>>>

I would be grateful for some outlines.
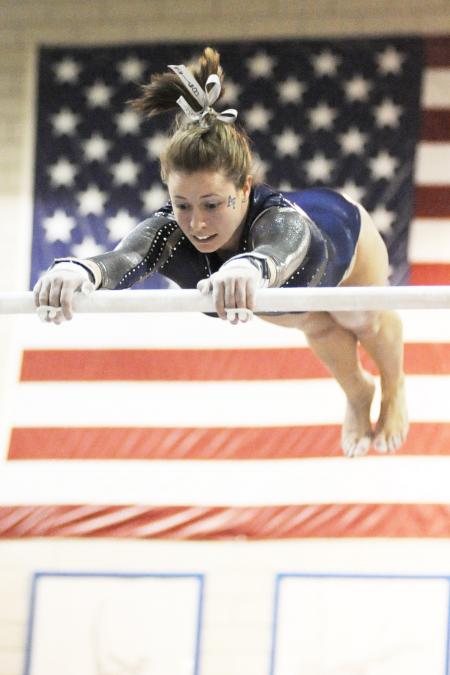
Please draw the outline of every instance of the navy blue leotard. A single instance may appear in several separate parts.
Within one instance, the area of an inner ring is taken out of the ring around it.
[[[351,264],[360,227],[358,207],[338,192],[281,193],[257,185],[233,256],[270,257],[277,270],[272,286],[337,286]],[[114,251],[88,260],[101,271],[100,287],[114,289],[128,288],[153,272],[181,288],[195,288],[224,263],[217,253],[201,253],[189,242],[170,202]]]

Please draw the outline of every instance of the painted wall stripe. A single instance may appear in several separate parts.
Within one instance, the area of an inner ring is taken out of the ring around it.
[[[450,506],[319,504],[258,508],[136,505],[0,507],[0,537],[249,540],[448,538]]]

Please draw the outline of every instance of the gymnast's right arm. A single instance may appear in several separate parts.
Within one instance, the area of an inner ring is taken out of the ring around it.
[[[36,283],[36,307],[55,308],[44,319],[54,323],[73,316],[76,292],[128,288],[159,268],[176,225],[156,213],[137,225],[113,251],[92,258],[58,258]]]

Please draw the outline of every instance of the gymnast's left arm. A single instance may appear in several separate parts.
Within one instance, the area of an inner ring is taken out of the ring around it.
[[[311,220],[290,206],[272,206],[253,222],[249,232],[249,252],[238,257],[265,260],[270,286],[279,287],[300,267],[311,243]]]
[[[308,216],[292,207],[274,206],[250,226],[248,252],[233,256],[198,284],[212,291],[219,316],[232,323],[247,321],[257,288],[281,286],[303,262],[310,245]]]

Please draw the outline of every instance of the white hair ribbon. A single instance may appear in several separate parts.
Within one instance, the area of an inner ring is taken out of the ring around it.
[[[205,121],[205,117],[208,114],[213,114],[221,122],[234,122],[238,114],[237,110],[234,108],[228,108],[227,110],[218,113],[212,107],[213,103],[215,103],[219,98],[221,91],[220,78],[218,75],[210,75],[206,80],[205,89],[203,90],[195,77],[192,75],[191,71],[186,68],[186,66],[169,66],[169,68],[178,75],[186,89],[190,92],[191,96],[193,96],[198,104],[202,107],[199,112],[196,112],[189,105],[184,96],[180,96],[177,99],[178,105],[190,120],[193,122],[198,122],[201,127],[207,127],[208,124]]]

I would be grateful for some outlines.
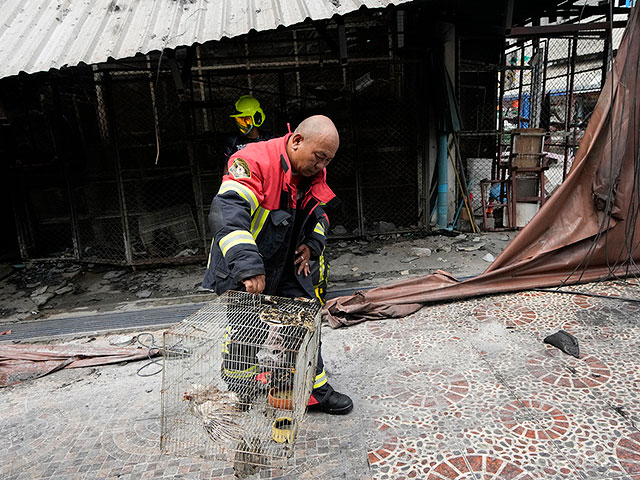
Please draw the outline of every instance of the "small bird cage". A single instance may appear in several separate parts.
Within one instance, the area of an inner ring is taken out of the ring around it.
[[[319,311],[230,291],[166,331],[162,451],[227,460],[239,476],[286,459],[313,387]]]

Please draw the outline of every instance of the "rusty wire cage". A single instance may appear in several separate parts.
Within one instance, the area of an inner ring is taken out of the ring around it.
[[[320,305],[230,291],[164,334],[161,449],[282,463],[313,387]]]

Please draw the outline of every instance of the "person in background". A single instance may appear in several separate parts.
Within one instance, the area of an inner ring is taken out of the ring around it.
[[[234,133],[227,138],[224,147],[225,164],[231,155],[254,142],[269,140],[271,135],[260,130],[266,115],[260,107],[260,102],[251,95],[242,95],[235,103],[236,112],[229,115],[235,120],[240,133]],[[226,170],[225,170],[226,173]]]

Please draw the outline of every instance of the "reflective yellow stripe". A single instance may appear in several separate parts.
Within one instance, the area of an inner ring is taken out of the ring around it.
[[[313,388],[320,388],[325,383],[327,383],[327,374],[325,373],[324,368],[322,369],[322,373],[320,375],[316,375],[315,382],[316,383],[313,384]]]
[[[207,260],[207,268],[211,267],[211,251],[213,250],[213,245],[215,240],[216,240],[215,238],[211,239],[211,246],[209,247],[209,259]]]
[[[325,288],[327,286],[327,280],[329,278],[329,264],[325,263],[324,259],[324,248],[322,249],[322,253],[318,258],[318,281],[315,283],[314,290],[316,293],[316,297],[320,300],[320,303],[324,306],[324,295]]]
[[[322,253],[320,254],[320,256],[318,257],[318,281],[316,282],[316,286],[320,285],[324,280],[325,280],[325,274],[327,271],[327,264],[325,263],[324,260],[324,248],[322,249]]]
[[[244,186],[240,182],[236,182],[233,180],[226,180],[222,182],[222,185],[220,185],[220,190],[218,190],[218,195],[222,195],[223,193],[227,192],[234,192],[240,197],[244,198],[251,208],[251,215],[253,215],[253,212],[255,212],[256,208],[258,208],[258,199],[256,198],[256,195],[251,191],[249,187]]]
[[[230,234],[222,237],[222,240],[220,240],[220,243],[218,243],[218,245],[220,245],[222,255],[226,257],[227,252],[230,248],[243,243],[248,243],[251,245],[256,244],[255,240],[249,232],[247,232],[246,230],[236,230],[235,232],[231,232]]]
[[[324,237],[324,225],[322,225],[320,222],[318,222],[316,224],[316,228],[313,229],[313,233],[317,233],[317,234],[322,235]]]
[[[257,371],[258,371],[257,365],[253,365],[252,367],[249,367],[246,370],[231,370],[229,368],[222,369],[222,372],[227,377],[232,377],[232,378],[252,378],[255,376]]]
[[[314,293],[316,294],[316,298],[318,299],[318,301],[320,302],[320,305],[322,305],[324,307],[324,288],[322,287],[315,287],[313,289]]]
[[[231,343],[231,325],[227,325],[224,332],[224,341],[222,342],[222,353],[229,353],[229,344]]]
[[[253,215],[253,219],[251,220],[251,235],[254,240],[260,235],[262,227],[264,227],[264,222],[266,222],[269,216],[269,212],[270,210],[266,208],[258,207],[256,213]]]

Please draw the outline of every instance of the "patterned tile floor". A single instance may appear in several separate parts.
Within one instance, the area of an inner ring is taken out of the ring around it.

<<<

**Task statement**
An exact copy of the data above is required, printed without its pictures.

**Result of this exercise**
I would be grateful for some outlines.
Please draw the outline of every instance of the navy blue leotard. A single instance may appear in several separate parts.
Within one instance, the area of an inner ring is taken out of the ring around it.
[[[351,264],[360,227],[358,207],[338,192],[281,193],[257,185],[233,256],[270,257],[277,270],[272,286],[337,286]],[[114,251],[88,260],[101,271],[100,287],[114,289],[128,288],[153,272],[181,288],[195,288],[224,263],[217,253],[201,253],[189,242],[170,202]]]

Please draw the outline of every instance of the painted wall stripe. A single instance may appear in several separate parts.
Within one instance, the area of an inner ring is taken out of the ring around it.
[[[450,506],[319,504],[258,508],[136,505],[0,507],[0,537],[249,540],[448,538]]]

Please draw the outline of every instance of the gymnast's right arm. A single instance may appear in several separate parts.
Within one instance, the area of an inner ring is taken out of the ring around it.
[[[36,283],[36,307],[55,308],[44,319],[54,323],[73,316],[76,292],[128,288],[159,268],[176,225],[156,213],[137,225],[113,251],[92,258],[58,258]]]

Please draw the outline of every instance of the gymnast's left arm. A single instance may appear in several separate parts.
Within one instance, the area of an inner ring is taken out of the ring around it.
[[[311,220],[290,206],[272,206],[253,222],[249,232],[249,252],[238,257],[265,260],[270,286],[279,287],[300,267],[311,243]]]
[[[308,216],[292,207],[274,206],[250,226],[248,252],[233,256],[198,284],[212,291],[219,316],[232,323],[247,321],[257,288],[281,286],[303,262],[310,245]]]

Please draw the outline of every instance of the white hair ribbon. A single instance may appear in several separate parts.
Within one instance, the area of an inner ring is taken out of the ring around it.
[[[205,121],[205,117],[208,114],[213,114],[221,122],[234,122],[238,114],[237,110],[234,108],[228,108],[227,110],[218,113],[212,107],[213,103],[215,103],[219,98],[221,91],[220,78],[218,75],[210,75],[206,80],[205,89],[203,90],[195,77],[192,75],[191,71],[186,68],[186,66],[169,66],[169,68],[178,75],[186,89],[190,92],[191,96],[193,96],[198,104],[202,107],[199,112],[196,112],[189,105],[184,96],[180,96],[177,99],[178,105],[190,120],[193,122],[198,122],[201,127],[207,127],[208,124]]]

I would be grateful for some outlines.
Please draw the outline of every instance of the "small bird cage". A single instance may appear in several separate parts.
Within one instance, the area of an inner ring is taken out of the ring around it.
[[[319,311],[230,291],[166,331],[162,451],[227,460],[239,476],[286,459],[313,387]]]

Please draw the outline of every instance of the "rusty wire cage". A single instance may appear in several separate parts.
Within one instance, the area of an inner ring is taken out of the ring around it.
[[[320,305],[230,291],[164,334],[161,449],[282,463],[313,387]]]

Please draw the outline of every instance of the "person in background". A single instance may appear in several separate parts.
Within one instance, the area of an inner ring is taken out of the ring around it.
[[[234,133],[227,138],[224,147],[225,164],[231,155],[254,142],[269,140],[271,135],[260,130],[266,115],[260,107],[260,102],[251,95],[242,95],[235,103],[236,112],[229,115],[235,120],[240,133]],[[226,170],[225,170],[226,173]]]

Please draw the outline of every instance of the "reflective yellow stripe". A single instance may appear in several separate parts.
Within one instance, the area of an inner ring is taken out of the ring around it.
[[[313,388],[320,388],[325,383],[327,383],[327,374],[325,373],[324,368],[322,369],[322,373],[320,375],[316,375],[315,382],[316,383],[313,384]]]
[[[207,260],[207,268],[211,267],[211,251],[213,250],[213,245],[215,240],[216,240],[215,238],[211,239],[211,246],[209,247],[209,259]]]
[[[325,288],[327,286],[327,280],[329,278],[329,264],[325,263],[324,259],[324,248],[322,249],[322,253],[318,258],[318,281],[315,283],[314,290],[316,293],[316,297],[320,300],[320,303],[324,306],[324,295]]]
[[[322,253],[320,254],[320,256],[318,257],[318,281],[316,282],[316,286],[320,285],[324,280],[325,280],[325,274],[327,271],[327,264],[325,263],[324,260],[324,248],[322,249]]]
[[[244,186],[240,182],[236,182],[233,180],[226,180],[222,182],[222,185],[220,185],[220,190],[218,190],[218,195],[222,195],[223,193],[227,192],[234,192],[240,197],[244,198],[251,208],[251,215],[253,215],[253,212],[255,212],[256,208],[258,208],[258,199],[256,198],[256,195],[251,191],[249,187]]]
[[[230,234],[222,237],[222,240],[220,240],[220,243],[218,243],[218,245],[220,245],[222,255],[226,257],[227,252],[230,248],[243,243],[248,243],[251,245],[256,244],[255,240],[249,232],[247,232],[246,230],[236,230],[235,232],[231,232]]]
[[[324,237],[324,225],[322,225],[320,222],[318,222],[316,224],[316,228],[313,229],[313,233],[317,233],[317,234],[322,235]]]
[[[257,371],[258,371],[257,365],[253,365],[252,367],[249,367],[246,370],[231,370],[229,368],[222,369],[222,372],[227,377],[232,377],[232,378],[252,378],[255,376]]]
[[[314,293],[316,294],[316,298],[318,299],[318,301],[320,302],[320,305],[322,305],[324,307],[324,288],[322,287],[315,287],[313,289]]]
[[[231,343],[231,325],[227,325],[224,332],[224,341],[222,342],[222,353],[229,353],[229,344]]]
[[[253,215],[253,219],[251,220],[251,235],[254,240],[260,235],[262,227],[264,227],[264,222],[266,222],[269,216],[269,212],[270,210],[266,208],[258,207],[256,213]]]

Please draw the outline of every instance of the "patterned tile floor". A single instance may appear in several separate parts.
Within one instance, the area of an inner ring is taken out of the ring around it.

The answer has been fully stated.